• _Your tasks_
1 – Retype the call for papers from "From craggy rocks" up to and including "symbols and analogies.".
2 – Answer these questions using the call for papers:
(a) In which city will the Byzantine Postgraduate Meetings be held?
(b) Which two groups are invited to submit a proposal?
(c) What does the call say is depicted on an icon?
3 – Please carry on the call for papers from the point where it stops.

• _Text section_
· · · · ·

Calls for Papers/May 01, 2019

Nature(s), Animals and Landscapes: Perception and Use of the Environment in Byzantium

Nature(s), Animals and Landscapes: Perception and Use of the Environment in Byzantium lead image

Nature(s), Animals and Landscapes: Perception and Use of the Environment in Byzantium, 12th Edition of AEMB’s Byzantine Postgraduate Meetings, Paris, October 11–12, 2019

The 12th edition of the Byzantine Postgraduate Meetings of the Association des étudiants du monde byzantin étude byzantine (AEMB) will be held in Paris on October 11 and 12, 2019. Master’s students from Paris and international PhD candidates are kindly invited to submit a proposal on the topic “Nature(s), animals and landscapes: perception and use of the environment in Byzantium”.

From craggy rocks depicted on an icon to the animals of a Physiologos, from botanical knowledge to astrology, the Eastern Roman empire was populated by non-humans. Wild and domestic animals, plants, stars, seascapes and landscapes all created a setting for individuals to develop in. How did human actors infuse the multiple aspects of Creation with meaning? People have always had to adapt to the constraints of "Nature", interact with the environment so as to benefit from it, understand and predict the "whims" of climate and the ravages of diseases, and, finally, depict a world that, to them, was saturated with meaning and ordered through symbols and analogies.

· · · · ·

• _Data section_
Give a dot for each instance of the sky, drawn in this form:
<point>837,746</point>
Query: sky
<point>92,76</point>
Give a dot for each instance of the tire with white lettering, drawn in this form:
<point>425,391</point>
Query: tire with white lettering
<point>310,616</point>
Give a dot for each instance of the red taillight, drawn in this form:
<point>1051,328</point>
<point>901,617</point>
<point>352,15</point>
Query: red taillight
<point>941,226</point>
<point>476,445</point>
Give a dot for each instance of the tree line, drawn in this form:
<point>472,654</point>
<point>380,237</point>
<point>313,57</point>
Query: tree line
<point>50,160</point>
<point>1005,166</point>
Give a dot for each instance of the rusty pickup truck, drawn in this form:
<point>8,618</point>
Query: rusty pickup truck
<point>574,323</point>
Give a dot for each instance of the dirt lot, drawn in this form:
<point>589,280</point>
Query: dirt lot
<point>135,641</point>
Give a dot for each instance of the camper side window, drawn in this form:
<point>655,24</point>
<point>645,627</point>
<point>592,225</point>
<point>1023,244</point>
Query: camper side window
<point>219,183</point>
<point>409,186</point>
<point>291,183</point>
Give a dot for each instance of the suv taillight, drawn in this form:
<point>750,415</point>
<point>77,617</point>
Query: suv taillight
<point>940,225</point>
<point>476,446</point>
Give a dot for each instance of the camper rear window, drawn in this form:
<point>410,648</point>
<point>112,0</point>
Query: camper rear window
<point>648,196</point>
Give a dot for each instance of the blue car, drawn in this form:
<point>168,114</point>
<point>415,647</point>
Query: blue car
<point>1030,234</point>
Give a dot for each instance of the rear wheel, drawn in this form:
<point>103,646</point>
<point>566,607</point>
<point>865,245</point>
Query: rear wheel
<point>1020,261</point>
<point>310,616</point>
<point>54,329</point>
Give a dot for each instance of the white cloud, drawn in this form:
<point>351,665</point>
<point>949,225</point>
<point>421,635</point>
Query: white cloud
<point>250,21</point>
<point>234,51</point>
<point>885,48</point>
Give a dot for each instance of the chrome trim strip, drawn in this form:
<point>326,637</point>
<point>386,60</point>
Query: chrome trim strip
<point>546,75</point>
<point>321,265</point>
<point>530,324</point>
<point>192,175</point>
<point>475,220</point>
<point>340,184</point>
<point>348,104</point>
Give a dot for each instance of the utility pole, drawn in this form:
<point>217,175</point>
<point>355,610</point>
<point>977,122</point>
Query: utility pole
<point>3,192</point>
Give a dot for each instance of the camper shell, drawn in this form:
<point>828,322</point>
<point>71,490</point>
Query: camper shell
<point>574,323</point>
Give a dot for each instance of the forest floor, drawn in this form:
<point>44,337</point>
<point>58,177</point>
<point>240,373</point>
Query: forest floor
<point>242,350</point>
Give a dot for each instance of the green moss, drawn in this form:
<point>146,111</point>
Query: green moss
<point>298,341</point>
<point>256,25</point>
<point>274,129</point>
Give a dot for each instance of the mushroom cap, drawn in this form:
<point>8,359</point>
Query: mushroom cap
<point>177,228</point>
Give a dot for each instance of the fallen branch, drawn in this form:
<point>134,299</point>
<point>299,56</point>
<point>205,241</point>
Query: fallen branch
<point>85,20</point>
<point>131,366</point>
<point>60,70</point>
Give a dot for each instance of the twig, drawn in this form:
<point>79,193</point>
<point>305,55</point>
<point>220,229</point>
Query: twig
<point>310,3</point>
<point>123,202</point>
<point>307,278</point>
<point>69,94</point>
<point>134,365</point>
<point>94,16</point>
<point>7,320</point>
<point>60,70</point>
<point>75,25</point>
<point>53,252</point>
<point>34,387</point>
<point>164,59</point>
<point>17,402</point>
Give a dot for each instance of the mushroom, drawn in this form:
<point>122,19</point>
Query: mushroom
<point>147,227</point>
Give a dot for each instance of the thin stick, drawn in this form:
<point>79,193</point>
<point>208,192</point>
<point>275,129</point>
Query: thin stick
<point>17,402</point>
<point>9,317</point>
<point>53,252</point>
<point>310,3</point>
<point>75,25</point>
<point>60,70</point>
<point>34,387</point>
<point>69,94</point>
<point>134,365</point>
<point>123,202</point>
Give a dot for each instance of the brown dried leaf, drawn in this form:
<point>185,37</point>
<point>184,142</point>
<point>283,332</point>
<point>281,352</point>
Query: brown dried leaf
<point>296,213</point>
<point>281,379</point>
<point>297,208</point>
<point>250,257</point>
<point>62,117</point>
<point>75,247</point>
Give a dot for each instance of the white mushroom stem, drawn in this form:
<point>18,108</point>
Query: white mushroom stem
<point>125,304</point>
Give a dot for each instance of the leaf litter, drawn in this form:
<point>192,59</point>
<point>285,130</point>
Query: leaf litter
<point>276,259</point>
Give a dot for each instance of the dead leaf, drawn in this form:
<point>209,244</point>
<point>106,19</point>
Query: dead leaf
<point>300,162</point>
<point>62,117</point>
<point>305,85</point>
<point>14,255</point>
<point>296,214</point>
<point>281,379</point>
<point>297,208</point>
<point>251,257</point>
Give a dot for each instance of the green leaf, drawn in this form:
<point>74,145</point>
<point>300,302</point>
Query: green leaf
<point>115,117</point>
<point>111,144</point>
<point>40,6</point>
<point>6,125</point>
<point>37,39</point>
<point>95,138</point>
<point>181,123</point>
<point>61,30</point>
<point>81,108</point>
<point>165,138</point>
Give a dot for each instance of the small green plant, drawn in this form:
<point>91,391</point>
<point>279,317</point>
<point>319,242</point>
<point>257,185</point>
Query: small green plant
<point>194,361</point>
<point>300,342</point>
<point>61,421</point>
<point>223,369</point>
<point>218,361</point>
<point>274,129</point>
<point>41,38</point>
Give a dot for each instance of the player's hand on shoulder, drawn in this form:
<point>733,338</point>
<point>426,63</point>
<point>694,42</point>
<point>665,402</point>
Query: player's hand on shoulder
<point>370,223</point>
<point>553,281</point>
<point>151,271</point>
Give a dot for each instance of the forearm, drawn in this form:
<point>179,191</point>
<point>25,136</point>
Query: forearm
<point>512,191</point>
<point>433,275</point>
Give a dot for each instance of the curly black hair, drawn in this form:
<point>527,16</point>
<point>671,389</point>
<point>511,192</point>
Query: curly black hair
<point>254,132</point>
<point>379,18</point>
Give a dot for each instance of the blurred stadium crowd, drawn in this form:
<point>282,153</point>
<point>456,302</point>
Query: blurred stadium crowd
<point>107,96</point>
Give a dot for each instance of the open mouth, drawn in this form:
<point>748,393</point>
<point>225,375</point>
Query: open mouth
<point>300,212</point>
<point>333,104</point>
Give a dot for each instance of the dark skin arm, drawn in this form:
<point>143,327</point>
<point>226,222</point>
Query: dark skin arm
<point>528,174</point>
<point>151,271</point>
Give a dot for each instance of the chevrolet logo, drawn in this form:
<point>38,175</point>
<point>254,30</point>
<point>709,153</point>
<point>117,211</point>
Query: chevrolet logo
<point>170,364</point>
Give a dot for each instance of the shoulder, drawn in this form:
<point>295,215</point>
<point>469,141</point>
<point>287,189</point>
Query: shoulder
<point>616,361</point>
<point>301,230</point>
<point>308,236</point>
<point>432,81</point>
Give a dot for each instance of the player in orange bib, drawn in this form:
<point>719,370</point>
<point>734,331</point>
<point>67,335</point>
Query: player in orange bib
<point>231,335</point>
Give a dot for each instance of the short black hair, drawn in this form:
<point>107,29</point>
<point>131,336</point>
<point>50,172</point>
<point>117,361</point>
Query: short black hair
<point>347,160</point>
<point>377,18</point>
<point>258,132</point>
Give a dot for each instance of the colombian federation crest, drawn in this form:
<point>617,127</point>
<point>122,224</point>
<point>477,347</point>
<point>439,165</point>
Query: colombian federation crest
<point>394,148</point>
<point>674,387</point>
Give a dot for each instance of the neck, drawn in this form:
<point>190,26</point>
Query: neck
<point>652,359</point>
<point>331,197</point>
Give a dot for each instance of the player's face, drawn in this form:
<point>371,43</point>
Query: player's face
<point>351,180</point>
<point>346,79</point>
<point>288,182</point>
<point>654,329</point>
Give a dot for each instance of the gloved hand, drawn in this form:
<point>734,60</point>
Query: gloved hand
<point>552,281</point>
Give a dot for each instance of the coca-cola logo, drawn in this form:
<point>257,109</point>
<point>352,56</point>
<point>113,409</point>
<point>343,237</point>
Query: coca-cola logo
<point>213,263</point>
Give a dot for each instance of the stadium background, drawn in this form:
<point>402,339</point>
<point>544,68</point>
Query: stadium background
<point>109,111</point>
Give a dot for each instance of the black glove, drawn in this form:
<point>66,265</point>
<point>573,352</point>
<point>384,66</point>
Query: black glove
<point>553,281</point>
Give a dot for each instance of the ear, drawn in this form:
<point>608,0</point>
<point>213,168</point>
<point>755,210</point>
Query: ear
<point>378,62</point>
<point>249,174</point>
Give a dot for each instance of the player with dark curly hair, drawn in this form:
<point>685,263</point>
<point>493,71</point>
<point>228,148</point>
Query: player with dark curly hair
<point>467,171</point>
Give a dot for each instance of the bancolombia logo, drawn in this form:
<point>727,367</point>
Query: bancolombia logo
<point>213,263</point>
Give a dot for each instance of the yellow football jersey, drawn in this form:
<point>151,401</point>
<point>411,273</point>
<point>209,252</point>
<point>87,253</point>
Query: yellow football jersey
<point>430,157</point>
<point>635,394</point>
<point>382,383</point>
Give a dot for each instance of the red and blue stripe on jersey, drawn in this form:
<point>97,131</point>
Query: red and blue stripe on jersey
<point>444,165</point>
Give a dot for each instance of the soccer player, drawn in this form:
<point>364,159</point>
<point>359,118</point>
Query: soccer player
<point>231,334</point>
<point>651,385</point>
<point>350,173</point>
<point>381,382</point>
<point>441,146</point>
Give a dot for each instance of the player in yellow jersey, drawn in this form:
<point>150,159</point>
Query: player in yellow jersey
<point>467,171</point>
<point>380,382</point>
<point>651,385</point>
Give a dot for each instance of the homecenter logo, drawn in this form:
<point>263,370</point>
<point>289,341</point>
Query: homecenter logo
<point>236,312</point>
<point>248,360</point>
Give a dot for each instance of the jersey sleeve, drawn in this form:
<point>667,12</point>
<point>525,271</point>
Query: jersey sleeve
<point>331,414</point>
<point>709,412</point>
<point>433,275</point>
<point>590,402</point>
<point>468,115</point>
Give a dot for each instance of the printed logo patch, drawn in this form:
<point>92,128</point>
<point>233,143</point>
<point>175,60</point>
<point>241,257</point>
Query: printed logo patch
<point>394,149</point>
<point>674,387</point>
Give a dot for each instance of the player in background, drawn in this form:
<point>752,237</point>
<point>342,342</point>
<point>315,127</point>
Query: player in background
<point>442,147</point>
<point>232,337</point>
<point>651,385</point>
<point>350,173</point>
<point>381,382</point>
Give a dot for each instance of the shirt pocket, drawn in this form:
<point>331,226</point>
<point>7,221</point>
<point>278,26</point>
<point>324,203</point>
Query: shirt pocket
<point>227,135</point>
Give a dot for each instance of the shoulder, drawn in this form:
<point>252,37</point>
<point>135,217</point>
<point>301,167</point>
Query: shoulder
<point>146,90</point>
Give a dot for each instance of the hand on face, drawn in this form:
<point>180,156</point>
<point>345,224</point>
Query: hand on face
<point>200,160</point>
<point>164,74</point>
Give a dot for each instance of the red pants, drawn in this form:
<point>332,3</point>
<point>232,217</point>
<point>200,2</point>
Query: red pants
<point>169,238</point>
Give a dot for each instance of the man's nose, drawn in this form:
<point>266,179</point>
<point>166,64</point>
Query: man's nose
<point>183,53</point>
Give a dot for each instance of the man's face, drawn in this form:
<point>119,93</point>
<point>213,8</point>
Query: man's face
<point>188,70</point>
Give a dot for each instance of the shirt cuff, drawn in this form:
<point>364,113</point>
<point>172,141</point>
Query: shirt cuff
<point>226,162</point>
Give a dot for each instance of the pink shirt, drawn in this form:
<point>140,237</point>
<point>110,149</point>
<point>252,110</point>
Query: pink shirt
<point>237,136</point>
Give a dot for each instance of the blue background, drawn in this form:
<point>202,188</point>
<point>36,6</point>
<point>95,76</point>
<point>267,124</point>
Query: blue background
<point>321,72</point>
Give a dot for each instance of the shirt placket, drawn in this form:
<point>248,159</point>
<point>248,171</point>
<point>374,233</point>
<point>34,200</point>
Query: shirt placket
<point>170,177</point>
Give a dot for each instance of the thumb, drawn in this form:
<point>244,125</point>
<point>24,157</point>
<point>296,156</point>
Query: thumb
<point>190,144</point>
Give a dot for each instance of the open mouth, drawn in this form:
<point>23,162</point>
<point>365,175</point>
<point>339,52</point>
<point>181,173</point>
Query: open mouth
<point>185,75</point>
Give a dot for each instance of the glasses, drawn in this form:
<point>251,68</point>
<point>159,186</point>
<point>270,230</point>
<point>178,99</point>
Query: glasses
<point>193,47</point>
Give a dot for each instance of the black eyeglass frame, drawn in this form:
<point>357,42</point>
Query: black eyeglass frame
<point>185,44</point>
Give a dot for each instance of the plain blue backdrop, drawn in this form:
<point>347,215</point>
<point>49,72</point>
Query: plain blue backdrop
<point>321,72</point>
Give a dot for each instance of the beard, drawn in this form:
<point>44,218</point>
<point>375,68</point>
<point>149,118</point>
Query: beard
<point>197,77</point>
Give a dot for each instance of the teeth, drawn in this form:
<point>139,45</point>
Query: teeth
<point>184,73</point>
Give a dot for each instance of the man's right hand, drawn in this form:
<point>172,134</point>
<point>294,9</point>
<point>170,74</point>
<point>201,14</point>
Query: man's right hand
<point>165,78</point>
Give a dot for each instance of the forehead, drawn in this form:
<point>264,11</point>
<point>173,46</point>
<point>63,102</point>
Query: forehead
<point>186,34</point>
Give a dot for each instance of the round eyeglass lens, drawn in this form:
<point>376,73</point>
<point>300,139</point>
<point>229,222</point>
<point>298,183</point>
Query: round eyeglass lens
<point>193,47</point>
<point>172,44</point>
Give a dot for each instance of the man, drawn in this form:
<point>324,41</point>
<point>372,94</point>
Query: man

· · · · ·

• _Answers for each item_
1 –
From craggy rocks depicted on an icon to the animals of a Physiologos, from botanical knowledge to astrology, the Eastern Roman empire was populated by non-humans. Wild and domestic animals, plants, stars, seascapes and landscapes all created a setting for individuals to develop in. How did human actors infuse the multiple aspects of Creation with meaning? People have always had to adapt to the constraints of "Nature", interact with the environment so as to benefit from it, understand and predict the "whims" of climate and the ravages of diseases, and, finally, depict a world that, to them, was saturated with meaning and ordered through symbols and analogies.

2 –
(a) Paris
(b) Master's students from Paris and international PhD candidates
(c) Craggy rocks

3 –
What are the implications of "Nature"? The universalism of this concept, usually opposed to that of "Culture", is currently being challenged in the Humanities and Social Sciences, "Nature" being recognized as a specifically modern Western construct (P. Descola, Par-dela nature et culture, 2005). The aim of this year's Byzantine Postgraduate Meetings in Paris is to ask this very question in Byzantine context, in order to define and illustrate the various relations that the women and men of the Empire maintained with their surroundings.